SOURCE PASSAGE >>
::::::

If you have persevered and read this far, I am hoping you will have begun to appreciate the critical role our Forest Elephants play in Omo Forest; maintaining the biodiversity of forest species; keeping the forest ecosystems in balance; propagating new plant life within the forest and nurturing the old growth trees that give Omo Forest it’s profound importance as one of the last major carbon sink forests in Nigeria.

And here we come to the crux of the matter: The protection of Omo Forest. Indeed, why is the conservation of Omo Forest of such extreme importance?

Apart from housing precious Forest Elephants and other wildlife species and sinking vast amounts of carbon from the atmosphere, it is also a major watershed for the rivers that supply drinking water to Lagos City and drain into the Lagos Lagoon.

Deforestation of the watershed area in Omo Forest will have disastrous consequences for the City of Lagos.

Without the old growth trees to mop up rainfall and slow down the speed of storm run-off, there will be an increase in the incidence of flooding in the City of Lagos during the rainy season. Which is bad enough already.

And without the channels of tree roots to draw water deeply into the soil and the underground water reservoirs, the citizens of Lagos City will be at risk of devastating water shortages.

In addition, rapid storm water run-off will lead to massive erosion and loss of fertile topsoil in the farming areas.

And this brings us back to the importance of the Forest Elephant in preserving Omo Forest.

We cannot effectively protect and conserve Omo Forest, its watershed, its biodiversity and vital carbon sink function, and allow it to grow and flourish without the Forest Elephant.

And we cannot prevent the Forest Elephant from hurtling towards local extinction and taking other endangered species along with it, without calling an immediate halt to the massive deforestation of Omo Forest.

The one cannot exist without the other. They are inextricably linked.

To allow the last few members of the elephant herd in Omo Forest to dwindle into extinction would be nothing short of an assault against Nature.

But to reduce the spectacular glory of Omo Forest, with all its life supporting functions, to shanty settlements, illegal farming spaces and firewood kindling, would herald the beginning of the end for South West Nigeria.

Satellite data from the University of Maryland reveals that between 2001 and 2017, Omo Forest lost more than 70% of its tree cover.

While in the months of May and June 2019, the same institution recorded a staggering two thousand deforestation alerts.

Two thousand!!

That’s an awful lot of carbon sinking, rainfall producing, water purifying, erosion preventing, air cooling, food and medicine supplying, biodiversity protecting rainforest.

That’s an awful lot of habitat loss for our Forest Elephants and other endangered species.

Even those of us with little or no understanding of forestry, will realise that this is poorly managed, unsustainable logging at its worst.

::::::

RAW DATA >>
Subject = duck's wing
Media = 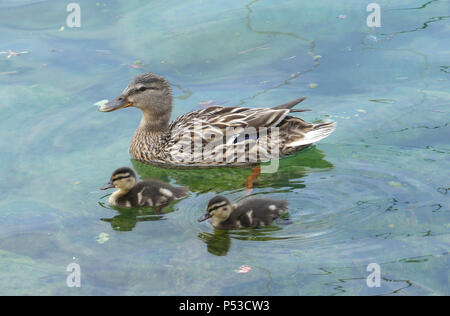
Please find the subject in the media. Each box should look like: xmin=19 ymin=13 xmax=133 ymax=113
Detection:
xmin=170 ymin=106 xmax=291 ymax=139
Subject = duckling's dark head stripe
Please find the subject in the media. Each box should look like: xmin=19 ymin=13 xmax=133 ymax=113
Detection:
xmin=208 ymin=201 xmax=228 ymax=212
xmin=111 ymin=167 xmax=136 ymax=181
xmin=111 ymin=173 xmax=131 ymax=181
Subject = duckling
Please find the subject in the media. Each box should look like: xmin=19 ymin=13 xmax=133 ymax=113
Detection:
xmin=99 ymin=73 xmax=336 ymax=168
xmin=100 ymin=167 xmax=188 ymax=207
xmin=198 ymin=195 xmax=288 ymax=229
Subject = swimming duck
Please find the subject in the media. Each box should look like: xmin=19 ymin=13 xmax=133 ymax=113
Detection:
xmin=99 ymin=73 xmax=336 ymax=168
xmin=100 ymin=167 xmax=188 ymax=207
xmin=198 ymin=195 xmax=288 ymax=229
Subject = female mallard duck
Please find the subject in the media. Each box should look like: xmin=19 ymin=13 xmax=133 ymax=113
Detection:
xmin=198 ymin=196 xmax=288 ymax=229
xmin=99 ymin=73 xmax=335 ymax=167
xmin=100 ymin=167 xmax=188 ymax=207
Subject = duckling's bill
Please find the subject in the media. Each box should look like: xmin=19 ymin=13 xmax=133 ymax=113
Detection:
xmin=98 ymin=95 xmax=133 ymax=112
xmin=99 ymin=181 xmax=116 ymax=190
xmin=197 ymin=211 xmax=212 ymax=223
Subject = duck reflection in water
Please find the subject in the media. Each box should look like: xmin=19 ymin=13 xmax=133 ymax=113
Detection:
xmin=197 ymin=226 xmax=289 ymax=256
xmin=99 ymin=201 xmax=178 ymax=231
xmin=131 ymin=146 xmax=333 ymax=193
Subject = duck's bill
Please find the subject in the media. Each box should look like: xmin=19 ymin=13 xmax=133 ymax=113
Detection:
xmin=98 ymin=96 xmax=133 ymax=112
xmin=197 ymin=213 xmax=211 ymax=223
xmin=99 ymin=182 xmax=114 ymax=190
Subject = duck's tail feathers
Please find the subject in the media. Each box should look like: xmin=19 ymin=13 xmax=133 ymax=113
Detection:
xmin=286 ymin=122 xmax=336 ymax=147
xmin=273 ymin=97 xmax=311 ymax=112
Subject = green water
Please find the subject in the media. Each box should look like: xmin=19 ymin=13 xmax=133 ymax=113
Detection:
xmin=0 ymin=0 xmax=450 ymax=295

::::::

EXERCISE SET >>
1. According to the Omo Forest passage, how much of its tree cover did Omo Forest lose between 2001 and 2017?
2. Reproduce the Omo Forest passage between "To allow the" and "Two thousand!!", inclusive.

SOLUTIONS BY TASK >>
1. More than 70%.

2.
To allow the last few members of the elephant herd in Omo Forest to dwindle into extinction would be nothing short of an assault against Nature.

But to reduce the spectacular glory of Omo Forest, with all its life supporting functions, to shanty settlements, illegal farming spaces and firewood kindling, would herald the beginning of the end for South West Nigeria.

Satellite data from the University of Maryland reveals that between 2001 and 2017, Omo Forest lost more than 70% of its tree cover.

While in the months of May and June 2019, the same institution recorded a staggering two thousand deforestation alerts.

Two thousand!!